*What is required*
Rewrite the entries below, changing every "camera-trap tally" to "field survey" and leaving all other text as it stands.

Dataset rows showing where objects appear:
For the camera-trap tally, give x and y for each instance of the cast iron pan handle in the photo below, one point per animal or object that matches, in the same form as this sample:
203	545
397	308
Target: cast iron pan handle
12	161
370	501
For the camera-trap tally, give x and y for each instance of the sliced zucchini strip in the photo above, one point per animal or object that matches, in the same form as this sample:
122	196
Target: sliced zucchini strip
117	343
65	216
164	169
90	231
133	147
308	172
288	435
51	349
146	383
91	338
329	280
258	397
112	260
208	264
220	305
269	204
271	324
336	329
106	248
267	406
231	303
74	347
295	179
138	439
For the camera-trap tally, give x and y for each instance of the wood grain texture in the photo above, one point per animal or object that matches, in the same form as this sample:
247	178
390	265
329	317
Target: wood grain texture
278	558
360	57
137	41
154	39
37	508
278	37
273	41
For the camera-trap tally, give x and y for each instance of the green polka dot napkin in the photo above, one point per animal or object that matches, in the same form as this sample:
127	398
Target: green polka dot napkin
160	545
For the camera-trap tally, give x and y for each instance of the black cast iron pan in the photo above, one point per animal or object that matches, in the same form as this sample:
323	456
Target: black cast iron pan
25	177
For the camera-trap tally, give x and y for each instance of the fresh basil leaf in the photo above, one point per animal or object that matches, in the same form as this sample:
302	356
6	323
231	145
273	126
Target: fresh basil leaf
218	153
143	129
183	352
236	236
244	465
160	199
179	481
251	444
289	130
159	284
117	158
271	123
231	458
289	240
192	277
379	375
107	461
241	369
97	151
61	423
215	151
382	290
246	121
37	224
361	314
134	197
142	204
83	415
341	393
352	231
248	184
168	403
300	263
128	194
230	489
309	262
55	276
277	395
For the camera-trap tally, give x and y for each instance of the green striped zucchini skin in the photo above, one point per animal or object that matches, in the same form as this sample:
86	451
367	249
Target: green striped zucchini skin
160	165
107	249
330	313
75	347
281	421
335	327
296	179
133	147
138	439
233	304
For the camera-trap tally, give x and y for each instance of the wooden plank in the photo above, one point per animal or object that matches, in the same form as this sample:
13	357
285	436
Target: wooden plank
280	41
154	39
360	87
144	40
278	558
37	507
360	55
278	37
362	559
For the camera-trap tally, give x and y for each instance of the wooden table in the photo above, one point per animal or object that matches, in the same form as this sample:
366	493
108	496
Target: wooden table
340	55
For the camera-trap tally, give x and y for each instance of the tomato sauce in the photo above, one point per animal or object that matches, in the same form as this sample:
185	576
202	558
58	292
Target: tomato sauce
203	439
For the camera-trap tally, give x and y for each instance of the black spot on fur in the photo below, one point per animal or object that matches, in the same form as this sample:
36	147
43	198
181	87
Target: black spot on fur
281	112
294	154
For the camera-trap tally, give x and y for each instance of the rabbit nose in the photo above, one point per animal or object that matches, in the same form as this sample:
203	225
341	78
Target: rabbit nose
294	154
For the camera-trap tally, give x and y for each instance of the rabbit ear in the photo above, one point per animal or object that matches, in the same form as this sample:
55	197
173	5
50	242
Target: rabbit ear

*Finished exercise*
For the field survey, give x and y for each instance of the cast iron pan handle in the photo below, one point per animal or object that matches, in the same form as this sample:
203	545
397	308
Target: cast iron pan handle
12	161
370	501
For the field survey, give x and y for each instance of the sliced zucchini strip in the photo above, one point per animal or object that matches, in the same form as this sample:
122	196
Target: sliced zucchini strip
117	343
65	216
164	169
90	231
133	147
308	172
288	435
51	349
146	383
91	338
329	280
258	397
112	260
208	264
220	305
269	204
271	324
336	329
106	248
267	406
231	303
74	347
295	179
138	439
For the field survey, give x and y for each instance of the wood grain texture in the photo above, one point per animal or object that matches, in the same form as this sample:
247	178
390	265
329	317
Target: wood grain texture
278	558
360	57
137	41
154	39
37	508
278	37
273	41
For the field survey, give x and y for each instance of the green polka dot napkin in the photo above, one point per animal or object that matches, in the same form as this sample:
127	398
Target: green polka dot napkin
160	545
For the field survey, give x and y for each instance of the black cast iron pan in the photo above, one point per animal or object that matches, in the same form as this sample:
323	456
Target: black cast iron pan
25	177
For the field survey, give x and y for each instance of the fresh basil leaf in the photo above, one point per animal or object that matches, in the same form as this sample:
302	356
6	323
231	145
273	126
Target: fresh basil leaf
218	153
143	129
183	352
236	236
244	465
160	199
179	481
251	444
289	130
159	284
117	158
271	123
231	458
289	240
192	277
379	375
107	461
241	369
97	151
61	423
215	151
382	290
246	121
37	224
361	314
134	197
142	204
83	415
341	393
352	231
248	184
168	403
300	263
128	194
230	489
309	262
55	276
277	395
For the field survey, give x and y for each instance of the green striped zucchini skin in the photo above, one point per animal or object that matches, in the same form as this sample:
86	451
367	249
Target: green striped zucchini skin
160	165
107	249
330	313
75	347
281	421
335	327
296	179
133	147
138	439
233	304
For the field survey, give x and y for each instance of the wooden plank in the photo above, one point per animal or object that matches, in the same form as this sample:
13	357
285	436
Target: wooden plank
280	41
154	39
360	87
144	40
278	558
37	507
360	55
278	37
362	559
For the field survey, give x and y for each instance of the wooden table in the photo above, one point per animal or object that matches, in the same form as this sample:
366	493
108	496
Target: wooden table
340	55
For the field survey, give x and y for each instance of the tomato sauce in the photo above, one point per animal or object that matches, in the same form as this sample:
185	576
202	558
58	292
Target: tomato sauce
203	439
For the field survey, give x and y for each instance of the black spot on fur in the photo below, one point per animal or object that matches, in the same form as this sample:
36	147
43	198
181	87
Target: black spot on fur
281	112
294	154
For the field survey, give x and y for each instance of the rabbit nose in the photo above, one point per animal or object that matches, in the same form as this sample:
203	225
341	78
Target: rabbit nose
294	154
For the field survey, give x and y for each instance of the rabbit ear in the photo above, one point per animal or object that matches, in the same form as this sample:
55	197
173	5
50	242
Target: rabbit ear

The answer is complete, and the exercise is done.